### TRECHO DO DOCUMENTO

***

Com a participação de Virginia Rodrigues,
Nara Couto e Jadsa, o espetáculo tem - em sua maioria - músicas autorais. As
exceções são apenas as músicas de tradição banto trazidas por Virgínia. Alguns
nomes como: o Ilê Aiyê, Olodum, cantigas de santo que estão em formato
fonográfico e trazidas pelos colaboradores, Saskia, Edgar, Speed Freaks, Black
Alien, Baiana System, Taxidermia e tantos outros foram referencias para a
construção musical deste espetáculo.
“É delicado o trabalho de olhar para nossa história através da música,
da cena. É minucioso o trabalho de entendimento do sangue e corpos que forjaram
nosso povo. Nossa condição. Nosso chão. Quem fomos e quem somos. E o que
seremos? Esse momento de derramamento de sangue, de destruição completa em que
vivemos, reflete o passado e o futuro possível. Esse é o espetáculo que busca a
construção, a criação do sonho que já foi. Reinventa o sonho de hoje. Espera
forjar uma luta ainda não totalmente entendida. As diversas camadas musicais
refletem a complexidade do mundo real e seus possíveis caminhos”, contou João
Milet Meirelles, diretor musical do espetáculo.

***

### SEU OBJETIVO
Reproduza, sem alterações, a parte do texto sobre o espetáculo que começa com as palavras "Com a participação" e termina com "musical deste espetáculo.".

### DADOS DE ORIGEM
***

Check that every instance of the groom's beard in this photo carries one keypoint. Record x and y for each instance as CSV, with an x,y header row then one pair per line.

***

### RESPOSTA DA TAREFA
Com a participação de Virginia Rodrigues,
Nara Couto e Jadsa, o espetáculo tem - em sua maioria - músicas autorais. As
exceções são apenas as músicas de tradição banto trazidas por Virgínia. Alguns
nomes como: o Ilê Aiyê, Olodum, cantigas de santo que estão em formato
fonográfico e trazidas pelos colaboradores, Saskia, Edgar, Speed Freaks, Black
Alien, Baiana System, Taxidermia e tantos outros foram referencias para a
construção musical deste espetáculo.